Tuesday, August 18, 2020

Getting More for Less...

You've no doubt read by now that New York City has voted to defund its police department to the tune of $One Billion Dollars.  That's approximately one-sixth of its entire budget.  The police were asking for more.  They just got less.

They say they're doing that to "improve the overall quality of community policing."  Hmmmm.

And Seattle just voted to reduce funding to their police department by some 10%, immediately, and reduce pay for their top 40 officers by 30%.  And then to reduce it even more next year.  

And Lost Angeles just voted to reduce funding to its police by more than $150 Million Dollars.  

And Portland just voted to reduce its police budget by 50%50%!  And one of the nine councilweenies there voted against the majority; she wanted to abolish police funding altogether.  Completely.  Entirely.  Hmmm...

• **Parts of the exercise**:
a. In the post about police budget cuts, by what percentage did Seattle vote to reduce the pay of its top 40 officers?
b. Pick up the post on police budget cuts after its final sentence and continue it.

• **Dataset extract**:
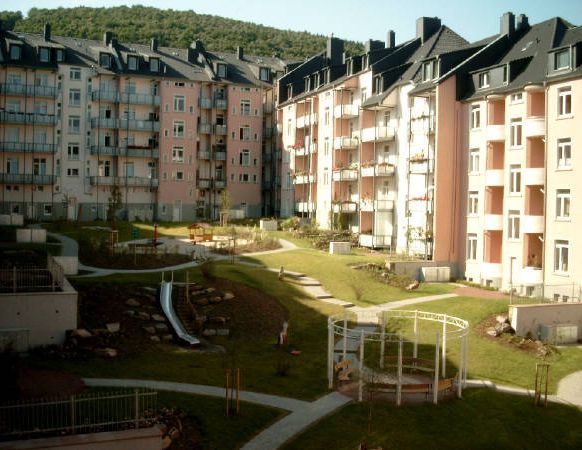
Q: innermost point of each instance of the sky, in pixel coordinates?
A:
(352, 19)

* * *

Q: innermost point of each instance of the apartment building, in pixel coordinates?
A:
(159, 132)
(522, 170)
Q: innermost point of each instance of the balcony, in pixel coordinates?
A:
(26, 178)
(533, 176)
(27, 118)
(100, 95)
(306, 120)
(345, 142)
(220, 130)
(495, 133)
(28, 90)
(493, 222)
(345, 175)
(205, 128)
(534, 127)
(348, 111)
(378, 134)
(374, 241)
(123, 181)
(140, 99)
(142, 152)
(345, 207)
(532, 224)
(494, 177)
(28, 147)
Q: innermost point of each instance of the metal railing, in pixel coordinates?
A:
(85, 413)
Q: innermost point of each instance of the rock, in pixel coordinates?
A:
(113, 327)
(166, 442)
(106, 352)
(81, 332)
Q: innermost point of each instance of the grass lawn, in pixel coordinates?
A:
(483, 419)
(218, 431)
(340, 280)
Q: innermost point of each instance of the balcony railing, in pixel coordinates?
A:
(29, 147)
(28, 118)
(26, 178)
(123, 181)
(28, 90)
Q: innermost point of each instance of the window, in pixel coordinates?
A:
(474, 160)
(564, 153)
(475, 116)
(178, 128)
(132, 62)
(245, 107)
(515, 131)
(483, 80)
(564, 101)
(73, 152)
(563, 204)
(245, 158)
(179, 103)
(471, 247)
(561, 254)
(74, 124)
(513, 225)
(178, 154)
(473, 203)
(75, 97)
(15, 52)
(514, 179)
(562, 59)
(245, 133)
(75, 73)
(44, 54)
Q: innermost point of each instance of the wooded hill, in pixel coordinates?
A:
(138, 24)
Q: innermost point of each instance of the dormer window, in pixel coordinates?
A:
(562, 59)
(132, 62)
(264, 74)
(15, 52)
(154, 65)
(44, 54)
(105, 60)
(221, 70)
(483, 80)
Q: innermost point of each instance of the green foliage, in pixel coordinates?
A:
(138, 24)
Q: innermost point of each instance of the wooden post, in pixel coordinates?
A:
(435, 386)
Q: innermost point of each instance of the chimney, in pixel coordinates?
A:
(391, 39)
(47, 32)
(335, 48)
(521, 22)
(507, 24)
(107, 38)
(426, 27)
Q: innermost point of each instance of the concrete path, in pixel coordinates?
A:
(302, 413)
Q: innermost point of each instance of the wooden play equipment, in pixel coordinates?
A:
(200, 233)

==

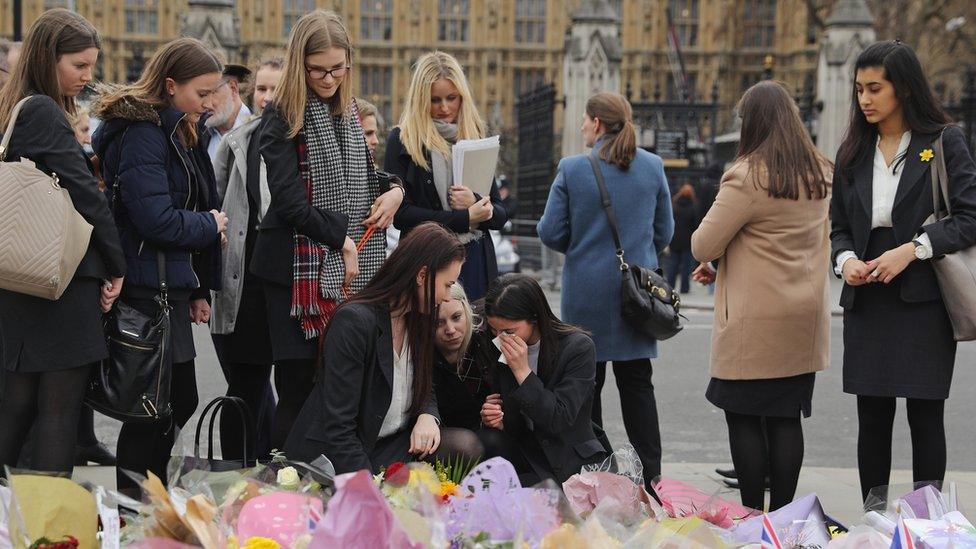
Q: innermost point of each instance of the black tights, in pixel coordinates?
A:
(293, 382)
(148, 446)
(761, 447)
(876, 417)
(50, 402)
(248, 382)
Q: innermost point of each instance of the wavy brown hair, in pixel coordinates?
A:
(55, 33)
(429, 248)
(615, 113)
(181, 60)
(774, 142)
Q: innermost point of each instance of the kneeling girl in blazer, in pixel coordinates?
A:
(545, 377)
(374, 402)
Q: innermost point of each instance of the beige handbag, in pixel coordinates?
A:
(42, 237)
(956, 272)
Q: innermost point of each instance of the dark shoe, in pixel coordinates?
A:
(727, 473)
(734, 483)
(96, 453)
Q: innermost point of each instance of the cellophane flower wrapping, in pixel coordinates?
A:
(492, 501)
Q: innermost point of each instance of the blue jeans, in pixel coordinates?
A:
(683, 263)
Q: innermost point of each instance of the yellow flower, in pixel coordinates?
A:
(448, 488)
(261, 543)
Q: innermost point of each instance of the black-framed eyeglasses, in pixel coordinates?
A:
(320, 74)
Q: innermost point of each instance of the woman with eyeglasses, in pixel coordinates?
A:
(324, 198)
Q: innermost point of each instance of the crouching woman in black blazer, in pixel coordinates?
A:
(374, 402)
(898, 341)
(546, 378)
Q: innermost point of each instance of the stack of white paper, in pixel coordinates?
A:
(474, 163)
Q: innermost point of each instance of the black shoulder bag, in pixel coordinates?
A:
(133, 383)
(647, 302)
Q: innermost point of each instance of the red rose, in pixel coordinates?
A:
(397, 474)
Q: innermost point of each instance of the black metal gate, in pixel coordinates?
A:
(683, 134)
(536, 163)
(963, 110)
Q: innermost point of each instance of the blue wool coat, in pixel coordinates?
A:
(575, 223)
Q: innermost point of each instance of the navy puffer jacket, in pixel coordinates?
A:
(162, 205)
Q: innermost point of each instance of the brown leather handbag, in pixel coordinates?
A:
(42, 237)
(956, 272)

• **Answers below**:
a. 30%

b.
Now, I know I'm not the sharpest tool in the shed, but improving the quality of the services rendered by simply reducing the amount of money spent on them, and eliminating some of those charged with performing those services, seems counter-intuitive in the extreme.  But hey, that's just me.  So I got to thinking of other services we Americans enjoy and how such, ummm, "Progressive" thinking might serve to impact them were that same sort of thinking applied.  Here's a few I considered:

     -  It's kind of like improving the service at Home Depot by removing all of the shopping carts.  

     -  Like improving the service of American Airlines by making their planes smaller.  And slower.

     -  That's sort of like improving the quality of Baskin-Robbins by eliminating all of their ice cream flavors but vanilla.

     -  Sort of like improving the taste of breakfast at I-Hop by outlawing eggs.  

     -  And sort of like reducing the amount of pain in a surgical procedures by eliminating anasthesia.  

In short, if we can improve the services delivered by simply spending less on the responsible agency, how about expanding this remarkable new strategy to include another, even more important and expensive entity?  

How about we implement this strategy with the Congress of the United States of America?

America spends more than $4.5 Trillion Dollars a Year to operate our Government.  And a Big Chunk of that money goes to pay the feckless, knuckle-dragging, mouth-breathing legislators who decide how much and where and when to spend our money.  Being a Congressperson used to be Big Deal.  Now?  Take a look at Alexandria Occasional-Cortex if you'd like to know.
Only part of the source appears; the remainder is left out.